DIRECTIVE: Find each line in the listing below that contains the string "grass" and copy those lines. Matching is case-sensitive.

GIVEN ENTRIES:
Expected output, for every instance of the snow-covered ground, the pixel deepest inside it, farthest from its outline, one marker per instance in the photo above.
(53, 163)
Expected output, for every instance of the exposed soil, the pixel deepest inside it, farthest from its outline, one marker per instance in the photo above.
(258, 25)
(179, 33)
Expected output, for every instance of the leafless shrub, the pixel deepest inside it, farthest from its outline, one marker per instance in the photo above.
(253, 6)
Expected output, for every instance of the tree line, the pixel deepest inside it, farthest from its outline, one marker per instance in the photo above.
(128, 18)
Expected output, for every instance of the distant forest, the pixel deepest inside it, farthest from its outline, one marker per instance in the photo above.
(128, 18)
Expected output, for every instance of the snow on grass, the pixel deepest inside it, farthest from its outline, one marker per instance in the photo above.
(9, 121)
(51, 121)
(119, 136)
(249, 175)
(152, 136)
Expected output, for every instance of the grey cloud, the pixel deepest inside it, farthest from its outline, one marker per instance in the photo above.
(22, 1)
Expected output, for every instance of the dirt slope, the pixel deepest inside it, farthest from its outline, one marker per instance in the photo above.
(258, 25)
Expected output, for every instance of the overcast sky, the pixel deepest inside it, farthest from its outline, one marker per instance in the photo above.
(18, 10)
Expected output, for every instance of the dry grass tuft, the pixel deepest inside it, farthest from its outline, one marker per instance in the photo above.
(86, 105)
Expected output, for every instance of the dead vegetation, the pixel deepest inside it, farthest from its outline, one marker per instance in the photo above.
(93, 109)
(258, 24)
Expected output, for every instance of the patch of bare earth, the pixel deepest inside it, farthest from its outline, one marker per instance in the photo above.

...

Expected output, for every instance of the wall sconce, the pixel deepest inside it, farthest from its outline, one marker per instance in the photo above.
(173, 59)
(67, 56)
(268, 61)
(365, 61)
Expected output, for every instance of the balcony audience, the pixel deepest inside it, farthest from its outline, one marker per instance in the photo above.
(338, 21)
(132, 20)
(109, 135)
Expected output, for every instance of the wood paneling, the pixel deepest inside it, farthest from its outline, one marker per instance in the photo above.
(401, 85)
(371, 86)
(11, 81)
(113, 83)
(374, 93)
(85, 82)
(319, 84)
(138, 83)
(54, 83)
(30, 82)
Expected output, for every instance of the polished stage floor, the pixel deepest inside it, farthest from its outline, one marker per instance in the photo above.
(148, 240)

CORRECT ANSWER:
Expected output, for every instance of the snow on grass, the pixel deepest inside it, farthest from its outline, one marker per instance in the photo above.
Expected output, for every instance of the dry grass tuft, the pixel deepest inside it, farthest from its outline, one marker per instance in the photo above.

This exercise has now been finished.